*Provided text*
Uganda Faces TB Drug Shortage on World TB Day
Today, March 24, is World Tuberculosis Day. On World TB Day, we celebrate and commemorate the lives of those who have been affected by TB across the globe.
According to the World Health Organization, about 1/3 of the world population is infected by the TB bacillus. TB poses one of the greatest public health risks of our time. According to the Stop TB Partnership, four out of ten people who become ill with tuberculosis fail to get accurate diagnosis and effective treatment. As a result, drug resistant TB is on the rise in many countries and is not being addressed with sufficient speed or commitment.
Considering the incredible risk posed by drug-resistant TB, I am saddened and troubled by reports from our partner in Uganda, the Action Group for Health, Human Rights and HIV/AIDS (AGHA), about a TB drug stock-out in Mulago Hospital, Uganda’s National Referral Hospital based in Kampala.
The Stop Stock-Outs Coalition put out the following statement yesterday, regarding these disturbing trends:
For the last seven months, since October 2008, Mulago Hospital has been experiencing shortages of anti-TB drugs. These shortages have been affecting not only Mulago Hospital, but also the sub-district health centres. This is disastrous to Uganda’s efforts to prevent and eliminate TB cases in the country. According to the World Health Organization (WHO), Uganda ranks 15th in the world for TB burden. Mulago hospital receives about 25% of all the country’s TB cases, attending to 250 or more patients every month. Mulago is not the only public health facility affected; TB medication stock-outs are also being experienced at sub-district health centres across the country.

*Problem set*
A. In the post on Uganda's TB drug shortage, what share of the country's TB cases does Mulago Hospital receive?
B. Extend the post on Uganda's TB drug shortage past its last sentence.

*Given material*
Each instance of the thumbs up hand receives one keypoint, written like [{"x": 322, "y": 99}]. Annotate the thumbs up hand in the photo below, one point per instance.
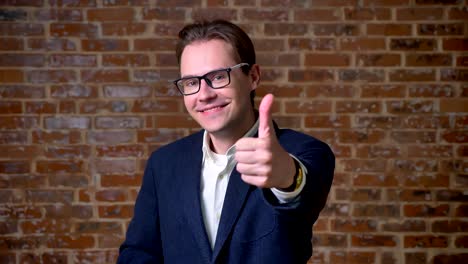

*Results by task*
A. About 25% of all the country's TB cases.

B.
This ongoing situation is totally unacceptable. Children with TB have not been able to get TB treatment at Mulago Hospital because there have been no pediatric TB medicines at the hospital since December 2008. Even more alarming, are the reports that Mulago Hospital’s stocks of ethambutol/INH combination (a TB medicine used in the continuation phase of TB treatment) expired in January 2009 and some patients are currently receiving expired medication! Ironically, while the slogan for this year’s World TB day states “I am stopping TB”, the Ugandan Government, by allowing this situation to prevail, is doing the opposite, and instead is promoting the spread of the disease because:
- Patients identified with TB have to delay starting treatment because of the stock-outs. This delay means that these TB patients can potentially infect more people. It is important for someone infected with TB to start medication as quickly possible, because the chance of infecting another person is drastically reduced after even one week of treatment.
- The stock-outs mean that patients who are already on treatment will have to interrupt the course of treatment because the medicines they need are not in stock. Patients who interrupt their treatment are at increased risk of developing multi-drug resistance (MDR) TB. This exacerbates the crisis as MDR TB is more expensive and more difficult to treat.
Sandra Kiapi, Executive Director of AGHA and member of the Stop Stock-outs Ugandan campaign says:
This situation is totally unacceptable. The slogan for this year's World TB day is, 'I am stopping TB', but by allowing this situation to prevail, the Ugandan Government is doing the exact opposite.
The statement goes on to explain that TB medications are among the list of essential medicines that the Government is obliged to make available to Ugandans free of charge under the Uganda National Minimum Health Care Package. By neglecting to take action on these stock-outs, the government of Uganda is failing to meet its moral obligations to its people, as well as its human rights obligations under the International Covenant on Economic, Social and Cultural Rights (ICESCR).
The New Vision, one of Uganda’s daily newspapers, also published an article on the TB stock-outs, which quotes Justin List, a PHR student leader currently living in Uganda.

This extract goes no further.